How should we welcome New Year 2020?

Editorial cartoon for December 31, 2019
Editorial cartoon for December 31, 2019

WITH climate change becoming an existential threat, it is a must that we resolve to have a nature- and climate-friendly celebration of the New Year.

Oh yes, there are acts that we should avoided during the New Year’s Eve countdown to prevent environmental pollution such as lighting firecrackers and fireworks, releasing balloons, setting off sky lanterns, burning trash and used tires, and littering.

We instead advise all sectors to keep the 2020 countdown activities as ecological as possible.  Event organizers should refrain from doing things that tend to contaminate the air, land and water with wastes and toxins that can harm humans and other living things.

Local governments, media outfits, shopping malls, hotels, resorts, and households should put the protection of the natural environment a top priority in the many exciting events being planned to ring in the New Year. Ensuring that planned events will cause no harm to the environment and the climate is necessary to protect the right of the people to a balanced and healthful ecology as enshrined in the nation’s Constitution.

The ostentatious use of firecrackers and fireworks on New Year’s Eve blankets communities with health-damaging toxic smog and should be totally avoided. Money intended for firecrackers and fireworks, which also end up as hazardous litter, should be used instead to support relief and reconstruction efforts in disaster-stricken communities such as those devastated by earthquakes and typhoon “Ursula.”

Releasing balloons, too, at the stroke of midnight is not encouraged as these will subsequently pop and fall to earth as dangerous marine litter causing harm to aquatic animals that mistakenly eat the balloon pieces or get tangled up in balloon strings.

Like balloons, sky lanterns can cause injury and death to animals by the ingestion, entanglement and entrapment in the fallen lantern frames.  Sky lanterns may also cause structural fires as well as wildfires, particularly when a lantern lands while the flame is still burning.

Revelers are also urged not to set rubbish and used tires on fire; burning creates a toxic cocktail of fine particulates, heavy metals and persistent organic pollutants or POPs like dioxins.

And before we forget, merrymakers, especially those who plan to greet the New Year in public parks, must not to leave food waste and other trash behind. Let us keep our parks clean, tidy and safe by not littering, smoking and vaping there at all times.

Yes, let us have an ecological New Year celebration for a change.

# Image point grounding data
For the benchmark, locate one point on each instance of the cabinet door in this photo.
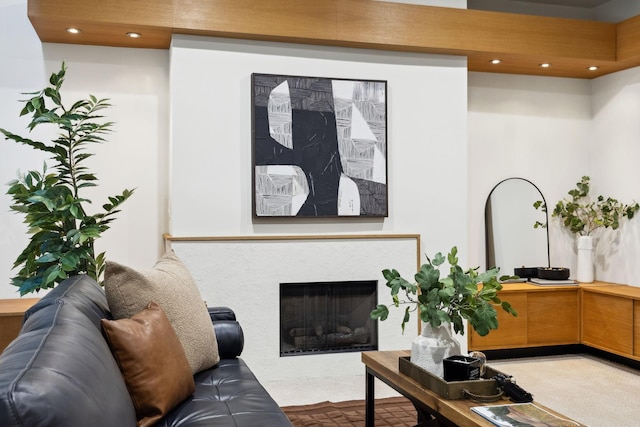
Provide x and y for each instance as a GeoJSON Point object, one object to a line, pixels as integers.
{"type": "Point", "coordinates": [553, 318]}
{"type": "Point", "coordinates": [511, 332]}
{"type": "Point", "coordinates": [607, 322]}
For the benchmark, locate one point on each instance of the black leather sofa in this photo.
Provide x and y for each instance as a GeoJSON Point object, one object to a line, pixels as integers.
{"type": "Point", "coordinates": [59, 372]}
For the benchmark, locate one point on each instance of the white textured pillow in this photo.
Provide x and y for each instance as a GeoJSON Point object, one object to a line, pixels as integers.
{"type": "Point", "coordinates": [171, 286]}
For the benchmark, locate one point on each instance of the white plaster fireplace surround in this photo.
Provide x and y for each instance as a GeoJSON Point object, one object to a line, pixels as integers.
{"type": "Point", "coordinates": [245, 273]}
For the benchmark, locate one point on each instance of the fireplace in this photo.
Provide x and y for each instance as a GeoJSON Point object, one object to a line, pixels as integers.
{"type": "Point", "coordinates": [327, 317]}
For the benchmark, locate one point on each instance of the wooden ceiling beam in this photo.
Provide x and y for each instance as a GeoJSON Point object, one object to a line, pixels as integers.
{"type": "Point", "coordinates": [521, 42]}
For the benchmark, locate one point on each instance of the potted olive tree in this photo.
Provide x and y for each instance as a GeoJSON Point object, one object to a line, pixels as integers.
{"type": "Point", "coordinates": [583, 216]}
{"type": "Point", "coordinates": [443, 302]}
{"type": "Point", "coordinates": [56, 214]}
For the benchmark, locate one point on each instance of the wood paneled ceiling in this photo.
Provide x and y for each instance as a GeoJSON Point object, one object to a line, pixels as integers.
{"type": "Point", "coordinates": [521, 42]}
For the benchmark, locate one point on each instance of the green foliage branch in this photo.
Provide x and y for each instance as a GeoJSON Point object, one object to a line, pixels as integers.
{"type": "Point", "coordinates": [583, 215]}
{"type": "Point", "coordinates": [461, 295]}
{"type": "Point", "coordinates": [62, 232]}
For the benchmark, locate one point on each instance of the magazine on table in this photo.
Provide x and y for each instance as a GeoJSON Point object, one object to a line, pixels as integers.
{"type": "Point", "coordinates": [523, 415]}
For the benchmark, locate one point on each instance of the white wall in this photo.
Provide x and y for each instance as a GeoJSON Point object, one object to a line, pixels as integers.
{"type": "Point", "coordinates": [615, 153]}
{"type": "Point", "coordinates": [533, 127]}
{"type": "Point", "coordinates": [211, 134]}
{"type": "Point", "coordinates": [211, 165]}
{"type": "Point", "coordinates": [552, 131]}
{"type": "Point", "coordinates": [537, 128]}
{"type": "Point", "coordinates": [136, 154]}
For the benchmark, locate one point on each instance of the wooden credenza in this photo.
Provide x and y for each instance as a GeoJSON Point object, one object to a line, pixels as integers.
{"type": "Point", "coordinates": [601, 315]}
{"type": "Point", "coordinates": [11, 315]}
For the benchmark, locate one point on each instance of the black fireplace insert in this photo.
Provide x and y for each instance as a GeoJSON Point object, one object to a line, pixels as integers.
{"type": "Point", "coordinates": [327, 317]}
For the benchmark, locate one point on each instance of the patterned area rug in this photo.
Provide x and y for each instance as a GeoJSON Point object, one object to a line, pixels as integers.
{"type": "Point", "coordinates": [390, 412]}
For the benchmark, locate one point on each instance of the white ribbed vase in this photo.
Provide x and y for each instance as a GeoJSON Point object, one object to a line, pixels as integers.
{"type": "Point", "coordinates": [432, 346]}
{"type": "Point", "coordinates": [584, 273]}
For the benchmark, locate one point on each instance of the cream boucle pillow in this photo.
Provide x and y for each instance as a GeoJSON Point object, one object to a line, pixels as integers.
{"type": "Point", "coordinates": [171, 286]}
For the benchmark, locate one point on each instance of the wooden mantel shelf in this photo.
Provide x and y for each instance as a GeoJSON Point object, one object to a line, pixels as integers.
{"type": "Point", "coordinates": [522, 42]}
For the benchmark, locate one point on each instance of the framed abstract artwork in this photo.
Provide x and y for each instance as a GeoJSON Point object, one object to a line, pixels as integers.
{"type": "Point", "coordinates": [319, 147]}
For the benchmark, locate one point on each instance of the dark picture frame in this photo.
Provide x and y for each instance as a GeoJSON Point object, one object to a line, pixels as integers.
{"type": "Point", "coordinates": [319, 147]}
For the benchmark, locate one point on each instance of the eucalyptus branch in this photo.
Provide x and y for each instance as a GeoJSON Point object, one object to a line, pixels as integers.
{"type": "Point", "coordinates": [583, 215]}
{"type": "Point", "coordinates": [462, 295]}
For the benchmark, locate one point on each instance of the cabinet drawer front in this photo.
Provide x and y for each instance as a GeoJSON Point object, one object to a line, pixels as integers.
{"type": "Point", "coordinates": [511, 332]}
{"type": "Point", "coordinates": [553, 318]}
{"type": "Point", "coordinates": [607, 322]}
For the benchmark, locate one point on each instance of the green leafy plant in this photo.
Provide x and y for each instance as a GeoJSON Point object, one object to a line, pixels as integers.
{"type": "Point", "coordinates": [583, 215]}
{"type": "Point", "coordinates": [462, 294]}
{"type": "Point", "coordinates": [62, 232]}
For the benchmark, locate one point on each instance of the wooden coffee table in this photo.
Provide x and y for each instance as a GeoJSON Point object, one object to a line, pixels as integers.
{"type": "Point", "coordinates": [432, 409]}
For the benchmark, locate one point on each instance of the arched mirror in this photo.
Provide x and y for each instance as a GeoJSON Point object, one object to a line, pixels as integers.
{"type": "Point", "coordinates": [511, 239]}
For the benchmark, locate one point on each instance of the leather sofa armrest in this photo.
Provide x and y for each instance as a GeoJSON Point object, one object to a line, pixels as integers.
{"type": "Point", "coordinates": [221, 313]}
{"type": "Point", "coordinates": [230, 338]}
{"type": "Point", "coordinates": [228, 332]}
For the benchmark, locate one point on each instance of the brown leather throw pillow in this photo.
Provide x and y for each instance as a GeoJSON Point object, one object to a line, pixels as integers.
{"type": "Point", "coordinates": [152, 362]}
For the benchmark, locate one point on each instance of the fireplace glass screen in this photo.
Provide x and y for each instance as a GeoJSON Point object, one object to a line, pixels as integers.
{"type": "Point", "coordinates": [327, 317]}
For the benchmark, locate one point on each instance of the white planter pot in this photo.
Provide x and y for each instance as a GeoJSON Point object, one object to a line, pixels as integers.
{"type": "Point", "coordinates": [584, 273]}
{"type": "Point", "coordinates": [432, 346]}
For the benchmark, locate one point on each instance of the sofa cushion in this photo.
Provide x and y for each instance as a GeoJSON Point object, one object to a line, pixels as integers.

# ABOUT THIS TASK
From the New Year editorial, write out word for word the part that opens with the words containing "How should we" and closes with "other living things.".

# TASK OUTPUT
How should we welcome New Year 2020?

Editorial cartoon for December 31, 2019
Editorial cartoon for December 31, 2019

WITH climate change becoming an existential threat, it is a must that we resolve to have a nature- and climate-friendly celebration of the New Year.

Oh yes, there are acts that we should avoided during the New Year’s Eve countdown to prevent environmental pollution such as lighting firecrackers and fireworks, releasing balloons, setting off sky lanterns, burning trash and used tires, and littering.

We instead advise all sectors to keep the 2020 countdown activities as ecological as possible.  Event organizers should refrain from doing things that tend to contaminate the air, land and water with wastes and toxins that can harm humans and other living things.